▶ _TEXTE FOURNI_:
------------------------------
Une des grosses difficultés que j’ai constatée, c’est la faillite de la logistique du livre produit en Afrique. A savoir, la faiblesse, sinon l’inexistence de circuits de distribution sur le continent. Le chaos sur la question de la diffusion. Le manque de librairies physiques et d'espaces de lecture. L’absence de connexion entre les réseaux du sud de la Méditerranée et ceux d’Europe et d’Amérique. Une rupture aussi profonde qu’une fosse abyssale au coeur de l’Océan Pacifique. Alors que je terminais mon MBA en marketing digital, je me suis intéressé à l’accès aux textes venant du Sud et sur les moyens de les atteindre et de les faire circuler. Un livre pris en otage par son espace de création du fait du contexte évoqué plus haut et de la résistance des auteurs et des éditeurs aux nouveaux supports de lecture qu’offre en alternative l’édition numérique.
------------------------------
▶ _CONSIGNE_: Poursuivez, s'il vous plaît, le texte sur la diffusion du livre africain à partir de sa dernière phrase. Le matériel qui suit est indépendant du texte sur la diffusion du livre africain.

[Données extraites d'une collection]
------------------------------
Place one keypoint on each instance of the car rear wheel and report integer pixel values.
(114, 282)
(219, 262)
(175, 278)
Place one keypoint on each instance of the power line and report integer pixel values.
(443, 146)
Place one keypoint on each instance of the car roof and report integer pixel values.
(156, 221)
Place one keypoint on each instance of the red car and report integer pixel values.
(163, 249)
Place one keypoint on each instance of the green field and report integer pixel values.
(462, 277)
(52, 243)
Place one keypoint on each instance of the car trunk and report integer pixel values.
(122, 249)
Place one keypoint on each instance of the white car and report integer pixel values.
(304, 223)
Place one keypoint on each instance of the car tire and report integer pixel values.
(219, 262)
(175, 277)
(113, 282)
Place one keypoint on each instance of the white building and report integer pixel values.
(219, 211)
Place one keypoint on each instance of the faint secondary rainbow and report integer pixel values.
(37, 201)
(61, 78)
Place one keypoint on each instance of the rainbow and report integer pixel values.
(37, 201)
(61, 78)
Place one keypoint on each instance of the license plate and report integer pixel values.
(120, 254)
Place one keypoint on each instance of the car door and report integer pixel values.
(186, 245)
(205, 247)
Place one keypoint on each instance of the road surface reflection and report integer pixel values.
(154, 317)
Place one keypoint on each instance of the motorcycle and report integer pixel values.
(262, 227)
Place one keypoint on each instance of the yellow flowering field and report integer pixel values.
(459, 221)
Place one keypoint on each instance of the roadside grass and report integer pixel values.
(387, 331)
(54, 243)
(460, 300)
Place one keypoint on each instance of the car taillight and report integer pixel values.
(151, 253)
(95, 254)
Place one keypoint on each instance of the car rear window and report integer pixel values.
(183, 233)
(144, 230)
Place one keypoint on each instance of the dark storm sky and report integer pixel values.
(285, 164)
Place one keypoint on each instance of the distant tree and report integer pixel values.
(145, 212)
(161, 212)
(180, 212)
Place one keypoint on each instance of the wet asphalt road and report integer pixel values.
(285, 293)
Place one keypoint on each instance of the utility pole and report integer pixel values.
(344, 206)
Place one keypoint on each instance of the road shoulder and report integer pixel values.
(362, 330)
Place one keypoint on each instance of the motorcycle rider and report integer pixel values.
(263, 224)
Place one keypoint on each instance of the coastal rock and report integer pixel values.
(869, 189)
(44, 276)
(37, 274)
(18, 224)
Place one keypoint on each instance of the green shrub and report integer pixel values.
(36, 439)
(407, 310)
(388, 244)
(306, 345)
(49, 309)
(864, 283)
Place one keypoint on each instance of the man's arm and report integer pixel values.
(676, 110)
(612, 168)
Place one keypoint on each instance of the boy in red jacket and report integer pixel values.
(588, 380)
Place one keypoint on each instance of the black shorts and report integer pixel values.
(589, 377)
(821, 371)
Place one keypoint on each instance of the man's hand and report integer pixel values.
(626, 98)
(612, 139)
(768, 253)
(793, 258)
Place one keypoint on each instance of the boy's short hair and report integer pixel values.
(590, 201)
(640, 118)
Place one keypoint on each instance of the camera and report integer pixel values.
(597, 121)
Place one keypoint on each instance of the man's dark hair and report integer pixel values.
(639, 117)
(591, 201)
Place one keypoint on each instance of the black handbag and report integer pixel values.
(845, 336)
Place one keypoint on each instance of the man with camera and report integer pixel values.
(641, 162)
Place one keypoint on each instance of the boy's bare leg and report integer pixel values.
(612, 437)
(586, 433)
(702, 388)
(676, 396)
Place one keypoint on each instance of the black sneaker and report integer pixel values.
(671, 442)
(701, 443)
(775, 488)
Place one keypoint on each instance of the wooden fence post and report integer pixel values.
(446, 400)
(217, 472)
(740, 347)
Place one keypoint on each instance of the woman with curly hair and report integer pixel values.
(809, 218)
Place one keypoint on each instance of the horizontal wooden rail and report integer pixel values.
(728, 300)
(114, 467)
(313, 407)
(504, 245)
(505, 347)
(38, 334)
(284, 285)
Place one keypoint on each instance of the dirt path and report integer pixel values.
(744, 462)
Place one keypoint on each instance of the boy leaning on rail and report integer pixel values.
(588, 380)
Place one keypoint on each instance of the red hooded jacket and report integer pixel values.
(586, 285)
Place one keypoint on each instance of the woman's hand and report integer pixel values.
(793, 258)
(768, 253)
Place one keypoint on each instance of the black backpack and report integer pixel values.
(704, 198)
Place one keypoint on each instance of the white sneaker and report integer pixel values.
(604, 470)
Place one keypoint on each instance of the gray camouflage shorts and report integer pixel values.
------------------------------
▶ _RÉPONSE_:
J’ai aussi pu mieux comprendre les raisons expliquant la volonté des plus belles plumes africaines d’être reconnues avant tout sur la place parisienne. L’audience acquise en Europe permet, au-delà d’obtenir une certaine reconnaissance dans le monde du livre français, de dépasser les barrières des littératures nationales ankylosées dans ces chaines du livres fragmentées en Afrique. Ainsi, un auteur comme le Béninois Daté-Atavito Barnabé-Akayi jouissant d’une reconnaissance complète dans son pays, avec des textes légitimés et lus par de nombreux élèves béninois, est parfaitement inconnu en Côte d’Ivoire ou au Cameroun. Il ne s’en plaint pas d’ailleurs. Je pense que ces stratégies de positionnement sont souvent inconscientes. Elles reposent aussi sur ce besoin d'exigence qui fait beaucoup défaut dans le travail des maisons d’édition locales africaines et dont n'importe quel écrivain ambitieux a besoin s'il ou elle désire que son œuvre s'inscrive dans la durée. Cette préoccupation souvent première élude la coédition avec des acteurs africains de ces nombreuses oeuvres littéraires qui n’ont quasiment aucune chance d’être lues en Afrique vu les prix prohibitifs des ouvrages publiés du côté du Boulevard Saint Germain.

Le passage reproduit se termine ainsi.